_TASK DESCRIPTION_
For each entry below, output it exactly as it stands.

_EXCERPTED RECORDS_
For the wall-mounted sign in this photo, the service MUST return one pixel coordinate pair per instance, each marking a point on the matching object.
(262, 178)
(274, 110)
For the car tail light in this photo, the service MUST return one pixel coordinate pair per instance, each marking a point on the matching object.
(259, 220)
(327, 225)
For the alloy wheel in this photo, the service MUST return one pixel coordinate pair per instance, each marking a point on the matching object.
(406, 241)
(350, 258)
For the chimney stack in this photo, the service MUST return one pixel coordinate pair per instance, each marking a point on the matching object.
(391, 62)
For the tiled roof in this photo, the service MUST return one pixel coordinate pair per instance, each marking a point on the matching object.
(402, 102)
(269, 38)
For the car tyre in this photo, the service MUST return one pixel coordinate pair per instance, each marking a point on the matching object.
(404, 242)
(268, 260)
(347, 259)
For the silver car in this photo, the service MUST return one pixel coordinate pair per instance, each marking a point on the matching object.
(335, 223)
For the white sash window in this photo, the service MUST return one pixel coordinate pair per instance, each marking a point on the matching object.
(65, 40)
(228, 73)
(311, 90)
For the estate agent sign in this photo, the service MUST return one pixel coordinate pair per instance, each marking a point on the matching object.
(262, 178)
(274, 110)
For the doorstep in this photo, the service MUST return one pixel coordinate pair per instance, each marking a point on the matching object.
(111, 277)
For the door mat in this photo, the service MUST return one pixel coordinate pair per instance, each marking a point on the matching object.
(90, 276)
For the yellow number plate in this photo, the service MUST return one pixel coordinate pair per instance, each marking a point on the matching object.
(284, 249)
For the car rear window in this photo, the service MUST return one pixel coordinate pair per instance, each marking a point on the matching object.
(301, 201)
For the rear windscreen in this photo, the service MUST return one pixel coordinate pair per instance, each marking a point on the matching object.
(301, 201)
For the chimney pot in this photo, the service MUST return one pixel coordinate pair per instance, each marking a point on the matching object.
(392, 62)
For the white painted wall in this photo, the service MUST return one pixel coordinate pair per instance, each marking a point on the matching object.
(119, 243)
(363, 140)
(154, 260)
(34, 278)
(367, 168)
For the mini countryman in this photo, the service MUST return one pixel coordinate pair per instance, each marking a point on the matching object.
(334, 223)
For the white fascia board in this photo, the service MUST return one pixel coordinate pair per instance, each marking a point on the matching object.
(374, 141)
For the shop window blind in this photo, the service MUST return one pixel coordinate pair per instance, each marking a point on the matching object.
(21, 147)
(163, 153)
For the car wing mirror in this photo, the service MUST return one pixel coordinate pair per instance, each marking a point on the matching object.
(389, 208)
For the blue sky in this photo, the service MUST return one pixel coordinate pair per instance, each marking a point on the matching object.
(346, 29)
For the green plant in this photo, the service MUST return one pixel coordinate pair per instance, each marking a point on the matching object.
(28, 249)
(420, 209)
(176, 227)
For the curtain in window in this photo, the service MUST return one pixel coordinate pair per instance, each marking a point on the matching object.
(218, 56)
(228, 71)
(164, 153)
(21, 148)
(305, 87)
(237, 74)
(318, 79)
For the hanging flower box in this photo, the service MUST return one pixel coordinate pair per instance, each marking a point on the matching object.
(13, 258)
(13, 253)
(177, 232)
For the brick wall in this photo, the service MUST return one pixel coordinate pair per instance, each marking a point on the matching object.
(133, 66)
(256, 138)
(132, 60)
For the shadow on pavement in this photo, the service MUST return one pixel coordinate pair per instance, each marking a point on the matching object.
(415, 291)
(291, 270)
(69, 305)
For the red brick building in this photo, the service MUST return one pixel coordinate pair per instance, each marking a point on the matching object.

_RESULT OF THE EXERCISE_
For the wall-mounted sign in this photo, the service MUST return one pixel coordinate pair per instance, each marking a point on the matching object.
(262, 178)
(274, 110)
For the car tail light in this photo, the service MUST return one pixel coordinate pair per instance, each marking a point on the matching object.
(259, 220)
(327, 225)
For the alloy wheel in this photo, the service MUST return one pixel coordinate pair per instance, each marking a point on the matching object.
(406, 241)
(350, 258)
For the chimney stack in this photo, the service MUST return one pixel coordinate pair per instance, each marking a point on the matching object.
(391, 62)
For the tiled roof in this photo, the service MUST return one pixel coordinate pair per instance, each marking a point on the matching object.
(402, 102)
(269, 38)
For the car tyre in this photo, the service MUST return one pixel coordinate pair per instance, each marking a point on the matching object.
(404, 242)
(268, 260)
(347, 259)
For the silver car in this photo, the service MUST return one pixel coordinate pair per instance, each marking a point on the matching object.
(335, 223)
For the white sash window in this photo, the service MUST return one pixel coordinate pair per instance, each marking a point on the matching object.
(65, 40)
(228, 73)
(311, 90)
For the estate agent sign in this photo, the service MUST return one pixel coordinate pair per instance, each marking a point on the matching object.
(262, 178)
(274, 110)
For the doorstep in this photo, the service MUST return one pixel coordinate pair per instance, each marking a point on the matching object.
(111, 277)
For the door mat in this photo, the service MUST return one pixel coordinate pair per instance, each marking a point on the matching object.
(90, 276)
For the yellow number plate in this photo, the service MUST return one pixel coordinate pair per instance, each marking a point on the matching object.
(284, 249)
For the car rear window in this photo, the service MUST return one pixel coordinate pair per instance, each marking a point on the matching object.
(301, 201)
For the rear windscreen in this photo, the service MUST return one pixel coordinate pair per instance, each marking a point on the matching object.
(301, 201)
For the chimney pot in this photo, the service MUST return one pixel coordinate pair per instance, each marking a point on the matching object.
(392, 62)
For the white painted wall in this photo, the service MUST return one pixel coordinate pair per instance, each marking a point on the matching object.
(119, 243)
(363, 140)
(154, 260)
(34, 278)
(367, 168)
For the mini countryman in this photo, the service MUST return one pixel coordinate pair per instance, each marking a point on the matching object.
(334, 223)
For the white fascia board in this photo, the service MUST return one pixel coordinate pair per instance, each marking a point on the matching object.
(374, 141)
For the shop window blind in this photo, the service MUST return one pixel coordinate pair per instance, each marking a point on the matching object.
(21, 147)
(163, 153)
For the car wing mirror in this photo, the service MUST return one pixel coordinate pair per instance, each marking a point on the matching object.
(389, 208)
For the blue sky in this photo, the service MUST return one pixel coordinate pair per instance, each marking a point on the matching object.
(346, 29)
For the green plant in this photo, the service MUST return one pixel coordinate pair per instance, each marking a point on the matching object.
(28, 249)
(420, 209)
(176, 227)
For the curtain in window in this photo, the service MUST return one pixel coordinate pair per instance, each marking a point on the matching object.
(218, 56)
(228, 71)
(164, 153)
(21, 148)
(305, 87)
(237, 74)
(318, 79)
For the hanging flower box in this photo, the service MUST return one pixel coordinate pair per instance, each marking a point on the matching object.
(13, 258)
(13, 253)
(177, 232)
For the brick wall in this photo, the service MUST return one pixel coordinate pair per instance, each marking a point on the matching object.
(133, 66)
(256, 138)
(132, 60)
For the shadow on pavement in this photo, the service MUST return one pixel coordinate pair per instance, each marking a point on the matching object.
(415, 291)
(291, 270)
(69, 305)
For the red brick building in this photo, the service MUST return one pixel coordinate pair per instance, each marking a point on the matching object.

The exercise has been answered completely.